> SUPPLIED PASSAGE
FIRST off on a literal level...PLENTY of woman deserve that. there are plenty of horrible women out there who have that coming. how about the bitch who shot phil hartman? how about mansons "angels"? would nick say that manson's women who murdered a pregnant woman then ripped the fetus out didn't deserve AT LEAST getting their face smashed in? so lets lose the extreme terms like "no one" or "never".
...and you know whenever i'm really hard on a reader people jump all over me...look i've known Nick for years, he's a big boy and can dish it out and take it. so leave him out of this in a specific sense.
because what i'm REALLY talking about now is "having it coming" by putting themselves in the position to get abused. none of the cases he cited (cigarette burns, choking, face smashing) happened to those women on the first date. they hooked up with an abusive asshole...they probably had three dozens incidents that any normal person would walk away from before the serious physical abuse started. now i say... those women who hung around are dumb assholes who deserve it. Nick would say they don't. which one of our positions...if told to the abusie would help them more? hmmm? MINE! IF after every borderline abusive incident someone explained to the dumb broad who got choked with a phone cord "you are a dumb asshole who deserves to get the shit beat out of her if you go back to/stay with this piece of shit" there is a much better chance she MIGHT take a smart pill and leave.
but probably not because the sad truth is many abusies want the abuse. we've all seen this...the girl who jumps from one loser to the next loser...all of whom we say "she is too good for". we say that, but in truth she isn't. she is perfect for them. whether it's because she had a screwed up childhood, or crappy dad or whatever. she needs the drama, she needs the abuse, it's all she's comfortable with and she can't deal with someone who doesn't treat her like crap....her and the abuser are like the shark and the sucker fish that hangs on the shark and cleans it, a bizarre symbiotic relationship. abusies need/covet the abuse and all the sympathy in the world from people like nick, and all the abuse from the losers just helps feed their monkey. now...that is sad, and sick, and in a perfect world she would get help and get her head screwed on straight...but this isn't a perfect world .

> GIVEN DATA
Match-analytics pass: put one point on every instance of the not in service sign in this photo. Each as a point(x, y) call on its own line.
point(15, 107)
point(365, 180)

> WORK TASK
Revise the post's passage starting with "because what i'm" and going on through "pill and leave.", putting "lamp cord" in place of "phone cord". This material was drawn from a different source than the post.

> ANSWER TO THIS PROBLEM
because what i'm REALLY talking about now is "having it coming" by putting themselves in the position to get abused. none of the cases he cited (cigarette burns, choking, face smashing) happened to those women on the first date. they hooked up with an abusive asshole...they probably had three dozens incidents that any normal person would walk away from before the serious physical abuse started. now i say... those women who hung around are dumb assholes who deserve it. Nick would say they don't. which one of our positions...if told to the abusie would help them more? hmmm? MINE! IF after every borderline abusive incident someone explained to the dumb broad who got choked with a lamp cord "you are a dumb asshole who deserves to get the shit beat out of her if you go back to/stay with this piece of shit" there is a much better chance she MIGHT take a smart pill and leave.